- **GOAL OF THE EXERCISE**
Would it be possible to copy exactly the lines from the one containing "of the blurred" to the end of the entries, including both and nothing else?

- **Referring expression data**
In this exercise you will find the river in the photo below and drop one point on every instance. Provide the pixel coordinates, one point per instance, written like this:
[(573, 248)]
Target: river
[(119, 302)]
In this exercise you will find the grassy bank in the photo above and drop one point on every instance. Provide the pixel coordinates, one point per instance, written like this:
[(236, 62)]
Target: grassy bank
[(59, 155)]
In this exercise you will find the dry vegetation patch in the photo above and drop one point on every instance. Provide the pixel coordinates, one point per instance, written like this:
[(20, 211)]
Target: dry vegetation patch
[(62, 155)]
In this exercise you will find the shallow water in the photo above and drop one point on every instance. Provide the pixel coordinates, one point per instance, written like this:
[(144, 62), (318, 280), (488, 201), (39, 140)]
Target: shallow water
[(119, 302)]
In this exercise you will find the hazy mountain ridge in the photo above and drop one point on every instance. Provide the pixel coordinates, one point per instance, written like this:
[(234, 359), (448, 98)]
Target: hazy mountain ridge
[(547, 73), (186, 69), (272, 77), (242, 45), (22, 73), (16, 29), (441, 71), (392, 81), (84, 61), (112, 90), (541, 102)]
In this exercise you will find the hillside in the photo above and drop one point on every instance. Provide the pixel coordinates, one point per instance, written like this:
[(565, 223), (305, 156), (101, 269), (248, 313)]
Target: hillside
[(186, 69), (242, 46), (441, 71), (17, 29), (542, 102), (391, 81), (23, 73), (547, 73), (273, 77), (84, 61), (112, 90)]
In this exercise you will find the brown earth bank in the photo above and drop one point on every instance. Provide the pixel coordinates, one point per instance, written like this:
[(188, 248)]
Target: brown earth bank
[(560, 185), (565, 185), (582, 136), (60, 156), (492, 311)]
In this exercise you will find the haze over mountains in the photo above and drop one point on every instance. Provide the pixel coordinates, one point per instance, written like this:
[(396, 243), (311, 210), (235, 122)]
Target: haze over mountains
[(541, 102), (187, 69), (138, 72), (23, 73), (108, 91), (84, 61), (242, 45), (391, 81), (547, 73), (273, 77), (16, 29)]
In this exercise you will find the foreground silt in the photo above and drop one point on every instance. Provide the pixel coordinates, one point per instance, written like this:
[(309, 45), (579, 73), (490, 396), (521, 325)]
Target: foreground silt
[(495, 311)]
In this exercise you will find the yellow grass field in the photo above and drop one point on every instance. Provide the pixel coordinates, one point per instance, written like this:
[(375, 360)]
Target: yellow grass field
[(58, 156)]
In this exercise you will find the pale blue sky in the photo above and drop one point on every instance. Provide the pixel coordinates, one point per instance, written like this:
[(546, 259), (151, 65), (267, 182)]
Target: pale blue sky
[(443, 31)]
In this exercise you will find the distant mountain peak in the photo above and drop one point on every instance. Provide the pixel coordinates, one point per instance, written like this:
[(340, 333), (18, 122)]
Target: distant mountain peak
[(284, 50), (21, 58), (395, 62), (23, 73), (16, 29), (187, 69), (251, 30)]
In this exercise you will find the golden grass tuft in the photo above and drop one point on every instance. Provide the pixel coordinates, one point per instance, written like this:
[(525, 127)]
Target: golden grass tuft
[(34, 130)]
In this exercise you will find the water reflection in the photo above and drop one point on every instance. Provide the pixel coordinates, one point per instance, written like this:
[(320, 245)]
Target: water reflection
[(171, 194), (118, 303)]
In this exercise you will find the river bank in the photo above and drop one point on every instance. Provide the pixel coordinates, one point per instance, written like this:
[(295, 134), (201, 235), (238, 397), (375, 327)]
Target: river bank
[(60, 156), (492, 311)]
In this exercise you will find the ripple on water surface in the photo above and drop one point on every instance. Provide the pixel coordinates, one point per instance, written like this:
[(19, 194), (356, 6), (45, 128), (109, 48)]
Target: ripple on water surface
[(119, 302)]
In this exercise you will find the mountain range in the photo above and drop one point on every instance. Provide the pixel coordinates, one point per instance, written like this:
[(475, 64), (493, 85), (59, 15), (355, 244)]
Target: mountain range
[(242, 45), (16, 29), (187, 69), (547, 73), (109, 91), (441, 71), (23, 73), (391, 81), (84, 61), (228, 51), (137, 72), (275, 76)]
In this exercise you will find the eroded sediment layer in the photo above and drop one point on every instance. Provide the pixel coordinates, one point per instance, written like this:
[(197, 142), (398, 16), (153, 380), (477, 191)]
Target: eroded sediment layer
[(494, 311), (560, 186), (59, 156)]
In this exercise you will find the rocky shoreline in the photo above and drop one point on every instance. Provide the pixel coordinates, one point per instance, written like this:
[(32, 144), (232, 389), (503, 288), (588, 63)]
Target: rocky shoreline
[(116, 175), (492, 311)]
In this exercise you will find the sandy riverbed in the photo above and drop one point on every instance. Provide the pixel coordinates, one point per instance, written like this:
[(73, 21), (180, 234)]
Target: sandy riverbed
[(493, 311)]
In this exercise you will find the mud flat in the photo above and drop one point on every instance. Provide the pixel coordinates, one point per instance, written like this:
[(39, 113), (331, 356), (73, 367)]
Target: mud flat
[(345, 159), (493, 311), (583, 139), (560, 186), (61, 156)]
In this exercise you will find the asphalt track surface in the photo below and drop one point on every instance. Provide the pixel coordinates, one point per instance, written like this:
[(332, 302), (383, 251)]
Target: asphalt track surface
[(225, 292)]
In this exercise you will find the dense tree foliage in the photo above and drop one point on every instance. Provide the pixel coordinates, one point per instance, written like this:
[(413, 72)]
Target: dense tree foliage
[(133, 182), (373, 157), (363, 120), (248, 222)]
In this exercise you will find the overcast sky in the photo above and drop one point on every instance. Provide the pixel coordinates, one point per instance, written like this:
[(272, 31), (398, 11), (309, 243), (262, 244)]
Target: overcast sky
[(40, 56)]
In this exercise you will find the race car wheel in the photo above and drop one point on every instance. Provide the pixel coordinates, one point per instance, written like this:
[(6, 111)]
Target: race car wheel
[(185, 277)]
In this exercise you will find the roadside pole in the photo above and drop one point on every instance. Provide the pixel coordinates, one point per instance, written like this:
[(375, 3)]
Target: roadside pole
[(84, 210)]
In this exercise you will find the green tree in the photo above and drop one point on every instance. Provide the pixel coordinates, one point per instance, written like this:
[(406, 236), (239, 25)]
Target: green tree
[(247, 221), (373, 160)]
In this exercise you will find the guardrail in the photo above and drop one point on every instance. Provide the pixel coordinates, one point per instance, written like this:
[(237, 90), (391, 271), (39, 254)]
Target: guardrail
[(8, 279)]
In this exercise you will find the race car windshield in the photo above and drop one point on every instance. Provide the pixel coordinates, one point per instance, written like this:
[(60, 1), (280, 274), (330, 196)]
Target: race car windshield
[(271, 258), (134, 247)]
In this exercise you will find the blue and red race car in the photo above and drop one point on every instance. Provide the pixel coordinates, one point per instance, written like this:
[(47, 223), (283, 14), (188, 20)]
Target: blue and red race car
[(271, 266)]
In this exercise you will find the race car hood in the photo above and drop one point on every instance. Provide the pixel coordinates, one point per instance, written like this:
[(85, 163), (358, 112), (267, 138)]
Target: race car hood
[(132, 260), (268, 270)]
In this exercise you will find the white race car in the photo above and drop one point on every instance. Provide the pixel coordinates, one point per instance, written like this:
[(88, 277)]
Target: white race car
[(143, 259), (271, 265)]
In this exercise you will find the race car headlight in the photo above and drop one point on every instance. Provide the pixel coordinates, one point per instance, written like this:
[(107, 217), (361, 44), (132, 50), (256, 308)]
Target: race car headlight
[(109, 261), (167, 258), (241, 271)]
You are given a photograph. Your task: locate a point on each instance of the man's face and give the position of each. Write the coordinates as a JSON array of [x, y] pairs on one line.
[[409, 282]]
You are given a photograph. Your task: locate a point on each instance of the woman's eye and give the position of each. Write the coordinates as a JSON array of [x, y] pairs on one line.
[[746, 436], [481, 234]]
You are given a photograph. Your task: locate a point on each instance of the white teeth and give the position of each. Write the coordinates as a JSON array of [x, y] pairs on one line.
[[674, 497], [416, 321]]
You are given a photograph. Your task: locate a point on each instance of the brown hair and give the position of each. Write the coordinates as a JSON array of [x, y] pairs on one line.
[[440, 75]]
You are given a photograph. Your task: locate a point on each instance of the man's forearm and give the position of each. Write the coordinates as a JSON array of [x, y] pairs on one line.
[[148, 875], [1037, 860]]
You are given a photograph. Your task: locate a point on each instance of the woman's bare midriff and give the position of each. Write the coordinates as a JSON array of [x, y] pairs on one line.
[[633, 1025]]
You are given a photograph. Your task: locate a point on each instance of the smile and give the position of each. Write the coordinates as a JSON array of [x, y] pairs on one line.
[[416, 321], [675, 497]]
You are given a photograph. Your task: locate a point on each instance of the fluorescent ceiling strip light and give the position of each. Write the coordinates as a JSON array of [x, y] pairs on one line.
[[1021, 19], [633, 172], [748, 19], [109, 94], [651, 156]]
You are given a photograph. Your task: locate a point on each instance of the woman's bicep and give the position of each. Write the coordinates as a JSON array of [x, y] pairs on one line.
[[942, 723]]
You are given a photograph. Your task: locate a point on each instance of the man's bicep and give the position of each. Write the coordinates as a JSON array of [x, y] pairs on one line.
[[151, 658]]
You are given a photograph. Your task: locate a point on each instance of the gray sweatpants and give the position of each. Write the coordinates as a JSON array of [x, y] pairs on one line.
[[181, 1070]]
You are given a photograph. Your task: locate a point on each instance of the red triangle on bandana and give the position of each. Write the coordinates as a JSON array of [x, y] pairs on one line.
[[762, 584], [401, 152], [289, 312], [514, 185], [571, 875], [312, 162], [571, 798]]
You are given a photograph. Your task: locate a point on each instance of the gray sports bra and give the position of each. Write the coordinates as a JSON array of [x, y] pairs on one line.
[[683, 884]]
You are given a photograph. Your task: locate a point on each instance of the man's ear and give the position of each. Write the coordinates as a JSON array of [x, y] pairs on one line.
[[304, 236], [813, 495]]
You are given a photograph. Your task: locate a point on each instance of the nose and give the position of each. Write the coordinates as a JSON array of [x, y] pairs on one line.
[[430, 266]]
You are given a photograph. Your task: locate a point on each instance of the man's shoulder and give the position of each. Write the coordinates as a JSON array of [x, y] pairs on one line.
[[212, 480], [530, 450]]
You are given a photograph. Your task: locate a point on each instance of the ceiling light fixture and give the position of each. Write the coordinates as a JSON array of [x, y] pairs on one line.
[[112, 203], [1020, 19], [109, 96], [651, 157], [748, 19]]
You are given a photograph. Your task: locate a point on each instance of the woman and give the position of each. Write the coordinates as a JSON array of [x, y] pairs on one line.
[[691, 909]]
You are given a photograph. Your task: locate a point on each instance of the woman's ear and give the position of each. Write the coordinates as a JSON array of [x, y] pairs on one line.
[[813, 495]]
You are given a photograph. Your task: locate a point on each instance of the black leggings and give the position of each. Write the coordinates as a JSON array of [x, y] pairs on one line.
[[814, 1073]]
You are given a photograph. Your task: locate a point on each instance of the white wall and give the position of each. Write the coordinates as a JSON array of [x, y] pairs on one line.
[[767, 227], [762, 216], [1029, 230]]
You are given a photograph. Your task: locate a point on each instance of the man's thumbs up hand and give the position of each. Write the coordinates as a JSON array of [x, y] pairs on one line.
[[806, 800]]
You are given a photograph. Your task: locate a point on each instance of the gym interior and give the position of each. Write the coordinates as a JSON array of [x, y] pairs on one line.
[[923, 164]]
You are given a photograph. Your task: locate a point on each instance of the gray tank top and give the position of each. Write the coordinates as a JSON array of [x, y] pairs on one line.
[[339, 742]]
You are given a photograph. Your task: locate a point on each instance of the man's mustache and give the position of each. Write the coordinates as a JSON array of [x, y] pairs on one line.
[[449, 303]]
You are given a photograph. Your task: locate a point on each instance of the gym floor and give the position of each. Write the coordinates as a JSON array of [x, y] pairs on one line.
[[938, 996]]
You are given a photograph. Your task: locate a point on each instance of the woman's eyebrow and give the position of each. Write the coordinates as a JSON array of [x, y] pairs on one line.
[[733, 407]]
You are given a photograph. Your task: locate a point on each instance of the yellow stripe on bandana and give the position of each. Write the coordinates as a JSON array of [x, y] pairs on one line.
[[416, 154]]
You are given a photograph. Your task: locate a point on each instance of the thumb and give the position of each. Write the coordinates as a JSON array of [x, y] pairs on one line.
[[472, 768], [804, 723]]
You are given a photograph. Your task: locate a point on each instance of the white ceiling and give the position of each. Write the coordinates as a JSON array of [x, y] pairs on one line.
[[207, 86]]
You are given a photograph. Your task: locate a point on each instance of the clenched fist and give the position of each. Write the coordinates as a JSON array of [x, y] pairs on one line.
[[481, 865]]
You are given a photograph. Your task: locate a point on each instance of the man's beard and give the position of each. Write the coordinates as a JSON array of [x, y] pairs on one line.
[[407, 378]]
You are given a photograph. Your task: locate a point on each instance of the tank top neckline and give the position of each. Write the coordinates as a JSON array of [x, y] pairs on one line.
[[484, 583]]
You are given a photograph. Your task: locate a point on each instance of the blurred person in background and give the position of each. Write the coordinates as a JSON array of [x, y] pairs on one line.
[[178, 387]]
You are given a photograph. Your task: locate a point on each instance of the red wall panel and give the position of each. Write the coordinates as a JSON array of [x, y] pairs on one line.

- **YOUR SOLUTION**
You are given a photograph. Your task: locate a point on each instance of the blurred person in background and give the position of each. Write the coordinates as a JSON array of [x, y] pairs on one line.
[[178, 387]]
You are given a photograph. Your task: locate a point on each instance of the red wall panel and give the position of each. Write the coordinates as a JSON array of [x, y] pairs on one line.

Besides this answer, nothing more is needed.